(Stated goal): Reproduce every line of the material below word for word, without changing anything.

Data items:
# # # # #

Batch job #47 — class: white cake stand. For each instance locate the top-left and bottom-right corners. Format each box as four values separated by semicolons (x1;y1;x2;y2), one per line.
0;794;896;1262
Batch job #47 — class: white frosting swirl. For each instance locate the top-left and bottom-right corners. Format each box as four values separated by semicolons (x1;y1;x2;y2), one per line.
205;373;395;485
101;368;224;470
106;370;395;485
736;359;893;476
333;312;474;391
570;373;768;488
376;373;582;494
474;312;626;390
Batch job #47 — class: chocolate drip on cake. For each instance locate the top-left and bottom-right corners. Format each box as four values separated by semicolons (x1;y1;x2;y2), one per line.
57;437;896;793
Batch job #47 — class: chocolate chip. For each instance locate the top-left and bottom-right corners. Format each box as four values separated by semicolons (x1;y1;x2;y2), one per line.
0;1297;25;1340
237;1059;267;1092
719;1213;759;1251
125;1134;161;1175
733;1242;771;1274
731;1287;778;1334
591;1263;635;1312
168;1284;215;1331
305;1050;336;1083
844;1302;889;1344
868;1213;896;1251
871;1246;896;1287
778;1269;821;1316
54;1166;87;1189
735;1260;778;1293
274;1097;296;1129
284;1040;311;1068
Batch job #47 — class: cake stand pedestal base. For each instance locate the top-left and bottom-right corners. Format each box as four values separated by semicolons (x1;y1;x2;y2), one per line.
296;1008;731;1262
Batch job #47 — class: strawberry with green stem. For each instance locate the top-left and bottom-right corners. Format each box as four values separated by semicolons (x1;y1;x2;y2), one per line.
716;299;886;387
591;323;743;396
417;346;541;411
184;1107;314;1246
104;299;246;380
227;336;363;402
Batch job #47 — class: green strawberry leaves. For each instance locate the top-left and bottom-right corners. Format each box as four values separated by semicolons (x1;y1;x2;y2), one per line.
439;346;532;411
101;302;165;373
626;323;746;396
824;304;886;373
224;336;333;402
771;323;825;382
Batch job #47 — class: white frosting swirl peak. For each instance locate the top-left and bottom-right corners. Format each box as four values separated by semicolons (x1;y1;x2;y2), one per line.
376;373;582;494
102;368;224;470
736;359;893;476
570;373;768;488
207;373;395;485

# # # # #

(Response below):
Batch job #47 — class: white cake stand. For each instance locate the top-left and bottom-right corners. Format each box as four values separated by semicolons (x1;y1;x2;y2), one per line.
0;794;896;1262
Batch job #47 — class: white frosting swirl. For each instance locate the top-left and bottom-right corners. Format each box as four values separated by semicolons (x1;y1;x2;y2), one per line.
205;373;395;485
101;368;224;470
106;370;395;485
736;359;893;476
333;312;474;391
570;373;768;488
376;373;582;494
474;312;626;390
Batch job #47 — class: chocolate drip on cake. For each instance locate the top-left and bottom-right corners. Format each box as four values separated by semicolons (x1;y1;x2;y2), one per line.
57;437;896;793
Batch job #47 — class: chocolate chip. For each instance locate the top-left and bottom-right corners. Format each box as four values separated by semicolons (x1;y1;x2;y2), one per line.
0;1297;25;1340
237;1059;267;1092
719;1213;759;1251
125;1134;161;1175
733;1242;771;1274
731;1287;778;1334
591;1263;635;1312
168;1284;215;1331
305;1050;336;1083
844;1302;889;1344
868;1213;896;1251
871;1246;896;1287
778;1269;821;1316
54;1166;87;1189
735;1260;778;1293
274;1097;296;1129
284;1040;311;1068
Batch job #47 — class: cake stand pedestal base. For each instance locate the top-left and bottom-right corners. Format each box as four values separated by semicolons (x1;y1;x2;y2), one per line.
296;1008;731;1262
Batch job #47 — class: strawberry with green stem. For each instance locate the top-left and bottom-right corners. Format each box as four values separated by semicolons (x1;y1;x2;y2), one per line.
716;299;886;387
591;323;743;396
417;346;541;411
184;1107;314;1246
104;299;246;380
227;336;363;402
Batch job #47 — class: green strawberry leaves. For each instance locate the top-left and bottom-right corners. Format each box as four values separated by semicolons (x1;y1;x2;y2), one per line.
439;346;532;411
101;302;165;373
626;323;746;396
824;304;886;373
224;336;333;402
771;323;825;382
Batch job #47 — class: white frosting swirl peak. For each instance locate the top-left and bottom-right corners. Format each box as four values separated by semicolons (x1;y1;x2;y2), one per line.
376;373;582;494
102;368;224;470
736;359;893;476
570;373;768;488
207;373;395;485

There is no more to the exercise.